*EXERCISE DETAILS*:
From the records below, return every line containing the word "image".
=== Begin Enclosure ===
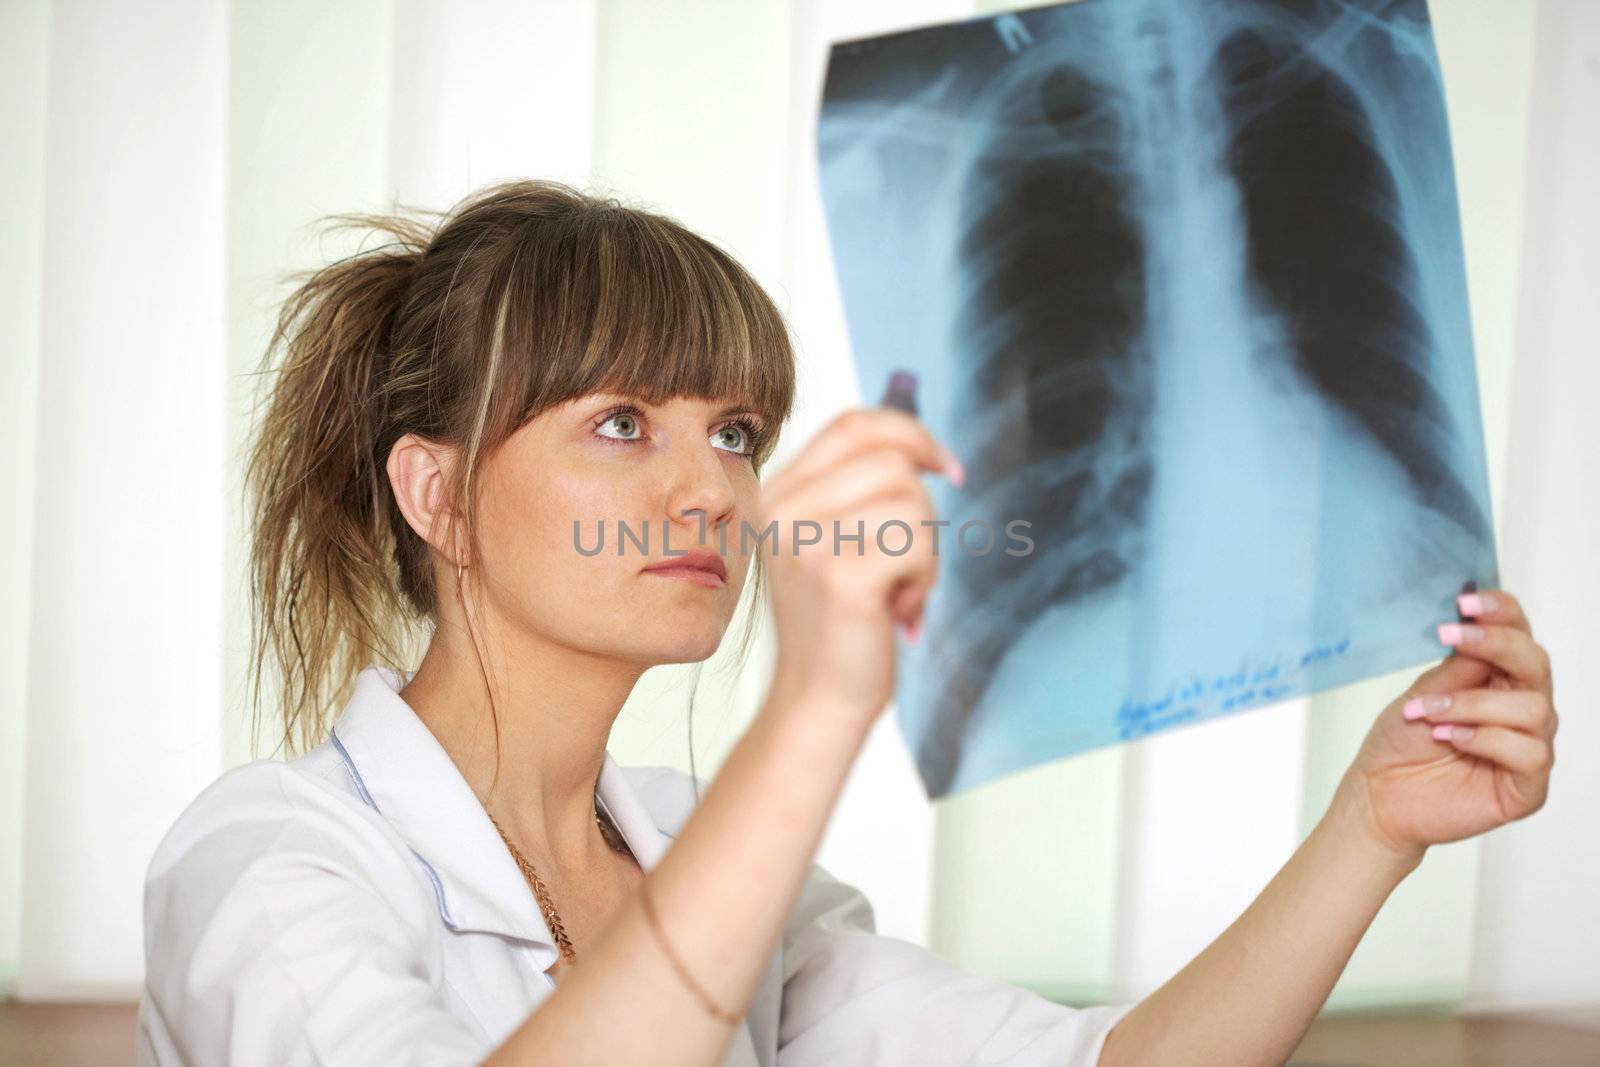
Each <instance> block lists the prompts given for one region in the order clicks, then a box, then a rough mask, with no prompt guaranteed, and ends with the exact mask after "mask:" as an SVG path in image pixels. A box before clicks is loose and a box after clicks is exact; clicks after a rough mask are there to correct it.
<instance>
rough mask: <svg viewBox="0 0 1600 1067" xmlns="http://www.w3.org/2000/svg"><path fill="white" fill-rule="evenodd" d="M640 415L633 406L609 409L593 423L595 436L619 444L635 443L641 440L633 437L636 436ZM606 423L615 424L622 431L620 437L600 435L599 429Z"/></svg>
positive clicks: (641, 413)
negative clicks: (610, 440)
mask: <svg viewBox="0 0 1600 1067" xmlns="http://www.w3.org/2000/svg"><path fill="white" fill-rule="evenodd" d="M642 414H643V413H642V411H640V410H638V408H634V406H629V405H624V406H619V408H611V410H610V411H606V413H605V414H602V416H600V419H598V421H597V422H595V434H598V435H600V437H603V438H606V440H611V442H619V443H621V442H637V440H642V438H638V437H634V434H638V421H640V418H642ZM608 422H616V424H618V427H621V430H622V437H614V435H611V434H600V429H602V427H603V426H605V424H608Z"/></svg>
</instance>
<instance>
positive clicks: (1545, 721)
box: [1400, 689, 1555, 739]
mask: <svg viewBox="0 0 1600 1067" xmlns="http://www.w3.org/2000/svg"><path fill="white" fill-rule="evenodd" d="M1400 715H1402V717H1403V718H1406V720H1410V721H1418V720H1426V723H1427V725H1434V723H1466V725H1474V726H1507V728H1510V729H1522V731H1525V733H1530V734H1533V736H1534V737H1546V739H1549V737H1554V736H1555V709H1554V707H1552V705H1550V701H1549V699H1547V697H1546V696H1544V694H1542V693H1533V691H1530V689H1461V691H1459V693H1435V694H1429V696H1416V697H1411V699H1410V701H1406V702H1405V704H1403V705H1402V707H1400Z"/></svg>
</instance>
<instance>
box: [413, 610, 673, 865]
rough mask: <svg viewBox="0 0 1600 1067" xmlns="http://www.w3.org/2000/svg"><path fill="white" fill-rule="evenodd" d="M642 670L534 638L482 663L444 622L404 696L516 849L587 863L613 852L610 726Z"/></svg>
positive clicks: (566, 861)
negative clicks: (541, 640)
mask: <svg viewBox="0 0 1600 1067" xmlns="http://www.w3.org/2000/svg"><path fill="white" fill-rule="evenodd" d="M485 672H486V673H488V683H490V685H488V686H486V685H485ZM640 673H643V667H640V665H637V664H626V662H619V661H616V659H603V657H597V656H592V654H587V653H582V651H579V649H571V648H565V646H562V645H555V643H552V641H533V640H530V641H525V643H522V645H518V646H515V648H514V649H507V654H499V656H488V654H485V659H483V665H482V667H480V664H478V656H477V653H475V651H474V648H472V645H470V643H469V641H467V640H466V633H462V632H461V630H458V629H456V627H445V625H440V627H438V630H437V632H435V635H434V640H432V643H430V645H429V649H427V654H426V656H424V657H422V662H421V665H419V667H418V670H416V675H414V677H413V678H411V681H410V683H408V685H406V686H405V689H402V691H400V697H402V699H403V701H405V702H406V704H410V705H411V709H413V710H416V713H418V717H419V718H421V720H422V721H424V723H426V725H427V728H429V729H430V731H432V733H434V736H435V737H437V739H438V742H440V745H442V747H443V749H445V752H448V753H450V758H451V760H453V761H454V765H456V768H458V769H459V771H461V774H462V777H466V781H467V785H470V787H472V792H474V793H475V795H477V797H478V800H480V801H482V803H483V806H485V808H486V809H488V811H490V813H493V816H494V819H496V821H499V824H501V827H502V829H504V830H506V833H509V835H510V837H512V840H514V841H517V845H518V848H523V849H525V851H526V849H528V848H534V849H542V851H544V853H546V854H549V856H550V857H552V859H554V861H555V864H558V865H560V867H563V869H584V867H592V865H594V864H597V862H598V861H600V859H602V857H603V854H605V853H606V851H608V845H606V843H605V840H603V838H602V835H600V829H598V825H597V824H595V814H594V813H595V789H597V784H598V781H600V768H602V765H603V761H605V747H606V741H608V739H610V736H611V725H613V723H614V721H616V717H618V712H621V710H622V702H624V701H626V699H627V694H629V693H632V689H634V683H637V681H638V675H640ZM490 686H493V715H491V699H490ZM496 717H498V720H499V745H498V747H499V766H498V771H499V773H498V777H496V736H494V720H496Z"/></svg>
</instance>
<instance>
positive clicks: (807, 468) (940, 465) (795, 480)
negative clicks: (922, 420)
mask: <svg viewBox="0 0 1600 1067" xmlns="http://www.w3.org/2000/svg"><path fill="white" fill-rule="evenodd" d="M870 448H898V450H901V451H904V453H906V456H907V458H909V459H910V461H912V464H914V466H915V467H917V469H920V470H931V472H934V474H944V475H947V477H950V475H952V470H950V469H949V464H950V461H952V459H954V456H952V454H950V453H949V450H946V448H944V445H941V443H939V442H938V438H934V437H933V434H931V432H928V427H926V426H923V424H922V421H918V419H915V418H912V416H909V414H906V413H904V411H899V410H896V408H850V410H846V411H843V413H840V414H838V416H835V418H834V419H832V421H829V422H827V424H826V426H824V427H822V429H821V430H818V434H816V437H813V438H811V440H810V442H808V443H806V446H805V448H803V450H802V451H800V454H798V456H795V458H794V461H790V462H789V466H787V467H784V469H782V470H779V472H778V474H774V475H773V477H771V478H770V480H768V485H771V486H774V488H776V490H781V491H792V490H795V488H797V486H800V485H805V483H808V482H811V480H814V478H816V477H819V475H821V474H822V472H826V470H829V469H832V467H835V466H838V464H842V462H845V461H846V459H848V458H850V456H854V454H858V453H862V451H867V450H870ZM952 480H957V478H952Z"/></svg>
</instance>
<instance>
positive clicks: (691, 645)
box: [648, 627, 726, 664]
mask: <svg viewBox="0 0 1600 1067" xmlns="http://www.w3.org/2000/svg"><path fill="white" fill-rule="evenodd" d="M725 630H726V627H718V629H717V630H704V632H683V630H680V632H677V633H670V635H662V638H661V640H659V641H656V643H653V648H651V651H650V654H648V659H650V661H651V662H656V664H693V662H699V661H701V659H710V656H712V653H715V651H717V646H718V645H722V635H723V632H725Z"/></svg>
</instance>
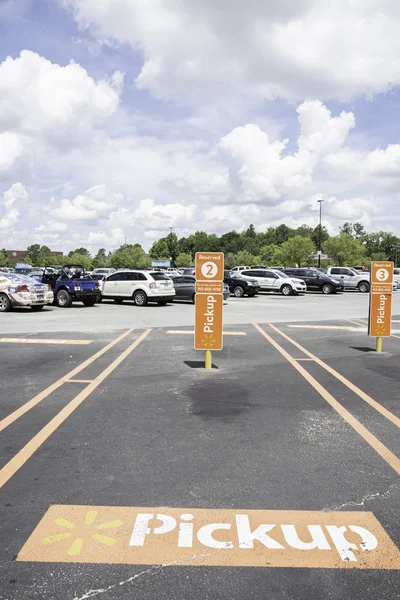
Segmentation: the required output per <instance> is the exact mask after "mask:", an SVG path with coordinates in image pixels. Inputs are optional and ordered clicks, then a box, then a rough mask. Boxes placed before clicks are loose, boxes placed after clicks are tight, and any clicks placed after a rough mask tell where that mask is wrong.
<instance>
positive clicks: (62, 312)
mask: <svg viewBox="0 0 400 600" xmlns="http://www.w3.org/2000/svg"><path fill="white" fill-rule="evenodd" d="M368 301H369V299H368V294H361V293H358V292H346V293H344V294H333V295H328V296H326V295H323V294H316V293H313V292H311V293H308V292H307V293H306V294H303V295H299V296H282V295H279V294H271V293H264V292H262V293H261V294H259V295H258V296H256V297H254V298H248V297H244V298H234V297H233V296H231V297H230V298H229V299H228V301H227V302H226V303H224V322H225V323H226V324H227V325H236V324H237V325H241V324H243V323H252V322H256V323H259V322H265V321H269V322H272V323H283V322H285V323H289V322H293V323H294V322H300V321H304V322H311V321H323V320H325V319H326V318H329V319H347V318H349V319H351V318H361V319H363V318H366V317H367V315H368ZM393 313H394V314H399V313H400V292H396V293H395V294H393ZM192 325H193V304H191V303H189V302H179V301H178V302H174V303H173V304H169V305H167V306H158V305H157V304H149V305H148V306H145V307H138V306H135V305H134V304H133V302H129V301H126V302H125V301H124V303H123V304H118V305H117V304H115V303H114V302H113V301H110V300H104V301H103V302H102V303H101V304H96V305H95V306H93V307H85V306H83V305H82V304H80V303H76V304H73V305H72V307H71V308H68V309H63V308H58V307H54V306H50V307H45V308H44V309H43V310H42V311H41V312H40V313H32V311H31V310H30V309H26V308H16V309H15V310H14V311H13V312H11V313H7V314H2V315H1V328H2V334H1V335H2V336H3V335H12V334H16V335H22V336H25V335H26V334H27V333H31V334H36V333H37V332H41V333H46V334H47V333H49V334H54V333H57V334H63V333H64V332H66V331H68V332H70V333H72V334H74V336H75V337H77V338H80V337H81V335H80V334H81V333H83V332H84V333H85V334H89V336H88V337H90V336H91V335H92V334H93V333H99V332H104V334H106V335H108V333H109V332H110V331H118V330H121V331H122V330H124V329H127V328H128V327H136V328H145V327H181V326H192ZM399 329H400V327H399ZM46 337H47V335H46ZM60 337H63V336H62V335H60Z"/></svg>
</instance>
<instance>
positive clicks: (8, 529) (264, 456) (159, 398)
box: [0, 311, 400, 600]
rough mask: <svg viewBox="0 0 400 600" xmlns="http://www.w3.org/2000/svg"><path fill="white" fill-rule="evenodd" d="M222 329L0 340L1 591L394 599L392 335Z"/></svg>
mask: <svg viewBox="0 0 400 600" xmlns="http://www.w3.org/2000/svg"><path fill="white" fill-rule="evenodd" d="M67 312H68V311H67ZM72 312H74V311H72ZM72 312H71V314H72ZM85 314H86V311H85ZM3 316H4V315H3ZM35 316H36V315H35ZM41 316H42V315H41ZM393 320H394V323H393V329H394V330H395V331H396V330H397V329H399V330H400V318H399V317H394V318H393ZM83 329H84V328H83ZM225 332H226V334H227V335H225V336H224V350H222V351H221V352H214V353H213V365H214V368H213V369H212V370H211V371H205V370H204V369H203V366H204V365H203V359H204V356H203V354H202V353H201V352H195V351H194V350H193V335H192V333H191V330H190V328H188V327H185V326H180V327H179V328H178V327H163V328H148V329H128V328H126V329H125V330H120V329H118V330H112V331H108V332H104V333H101V332H93V333H87V332H86V333H81V334H79V335H77V334H72V333H71V331H68V333H65V332H64V333H63V332H58V333H55V332H53V333H51V334H48V333H47V334H44V333H40V334H36V335H33V334H28V333H26V334H25V335H21V334H18V335H15V336H14V339H15V338H17V340H19V341H9V342H4V341H2V342H1V341H0V360H1V364H2V374H3V377H2V400H1V403H0V458H1V462H0V507H1V509H0V510H1V513H0V535H1V540H2V544H1V545H0V563H1V567H0V596H1V598H4V599H5V600H16V599H22V600H25V599H41V600H42V599H43V600H50V599H51V600H53V599H54V600H85V599H87V598H99V599H101V600H111V599H112V600H114V599H117V598H118V599H119V598H126V599H128V598H130V599H131V598H138V599H140V600H142V599H143V600H147V599H149V600H150V599H155V598H157V599H160V600H162V599H165V600H175V599H180V600H181V599H189V598H196V599H197V598H199V599H208V598H209V599H213V600H214V599H221V600H225V599H228V598H229V599H232V598H235V599H236V598H237V599H239V598H240V599H243V598H245V599H246V600H253V599H254V600H261V599H262V600H264V599H265V600H275V599H276V600H278V599H281V598H285V599H290V600H292V599H293V600H294V599H296V600H298V599H300V600H303V599H304V600H309V599H311V598H312V599H321V600H322V599H324V600H325V599H327V598H329V599H334V600H339V599H340V600H342V599H344V598H352V599H356V600H357V599H360V600H361V599H363V600H376V599H379V600H394V599H397V598H399V592H398V590H399V581H400V579H399V569H400V556H399V549H398V547H399V544H400V528H399V519H398V516H399V509H400V484H399V474H400V460H399V458H398V457H399V456H400V439H399V426H400V405H399V392H398V389H399V379H400V374H399V368H398V365H399V358H400V333H395V335H396V336H398V337H394V336H393V337H392V338H391V339H390V340H384V352H383V353H382V354H377V353H376V352H374V351H373V350H374V340H371V339H370V338H368V337H367V335H366V327H365V321H364V319H362V318H354V319H347V318H342V319H340V320H335V321H327V320H326V319H323V318H320V320H310V321H297V322H295V323H294V322H282V323H279V322H270V321H269V320H268V319H267V318H264V319H260V320H255V321H254V323H248V324H244V325H239V326H230V325H227V326H226V327H225ZM9 337H11V336H9ZM51 342H58V343H51ZM140 507H142V508H140ZM149 507H150V508H149ZM151 507H153V508H151ZM218 511H220V512H218ZM259 511H261V512H259ZM146 515H147V517H148V520H147V524H146ZM156 515H157V518H156V519H154V517H155V516H156ZM237 515H239V519H238V518H237ZM152 516H153V518H152V519H150V517H152ZM140 519H142V521H140ZM143 519H144V521H143ZM241 519H242V520H241ZM243 519H244V520H246V519H250V521H251V527H250V529H249V528H247V529H248V531H247V529H246V522H245V523H244V524H243ZM239 522H240V523H241V529H240V528H239ZM141 523H142V524H141ZM143 523H144V524H143ZM191 523H193V530H192V533H190V531H191V530H190V527H191ZM235 523H236V525H235ZM160 524H161V525H162V526H161V525H160ZM259 524H260V529H257V526H258V525H259ZM280 524H281V525H280ZM293 524H294V525H293ZM200 525H201V527H200ZM185 527H186V529H185ZM213 527H214V529H212V528H213ZM285 527H286V529H285ZM343 527H345V528H346V529H341V528H343ZM350 527H353V529H350ZM357 527H358V529H357ZM360 527H361V528H362V529H360ZM210 528H211V529H210ZM313 528H314V529H313ZM316 528H317V529H318V528H319V529H318V531H317V529H316ZM178 529H179V537H178ZM365 530H367V533H368V532H370V534H369V536H368V535H367V534H365ZM246 531H247V533H246V534H245V533H243V532H246ZM343 531H345V532H346V535H345V538H343V536H342V533H343ZM200 532H202V533H200ZM296 532H297V537H296V535H295V533H296ZM328 532H329V534H328ZM357 532H358V533H357ZM371 534H372V536H371ZM252 535H253V538H252ZM246 536H247V537H246ZM254 536H255V537H254ZM310 536H311V537H310ZM363 536H364V537H363ZM365 536H366V537H365ZM374 536H375V537H374ZM374 539H375V541H376V544H375V542H374ZM138 540H139V541H138ZM371 540H372V541H371Z"/></svg>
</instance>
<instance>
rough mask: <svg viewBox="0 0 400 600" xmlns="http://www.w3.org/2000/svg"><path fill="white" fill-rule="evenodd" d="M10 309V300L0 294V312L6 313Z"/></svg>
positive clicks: (10, 302)
mask: <svg viewBox="0 0 400 600" xmlns="http://www.w3.org/2000/svg"><path fill="white" fill-rule="evenodd" d="M11 309H12V304H11V302H10V298H9V297H8V296H6V295H5V294H0V312H8V311H9V310H11Z"/></svg>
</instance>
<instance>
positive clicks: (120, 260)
=== End Enclosure ===
*SOLUTION*:
Each <instance> block lists the prompts given for one region in the order clicks, then a box, then a rough mask, with no prompt guaranteed, and ends with the exact mask after "mask:" as an SVG path in image pixels. A box before clicks is loose and a box after clicks is exact; clicks after a rough mask are there to correct it.
Segmentation: the required output per <instance> is the exact mask after "mask:", an SVG path with coordinates in image pixels. Inputs are optional and ordered clicks, then a box, then a rough mask. Boxes placed before clicks are loose, boxes placed after clicks are tight, and any clicks placed after a rough mask tell where that mask is wrong.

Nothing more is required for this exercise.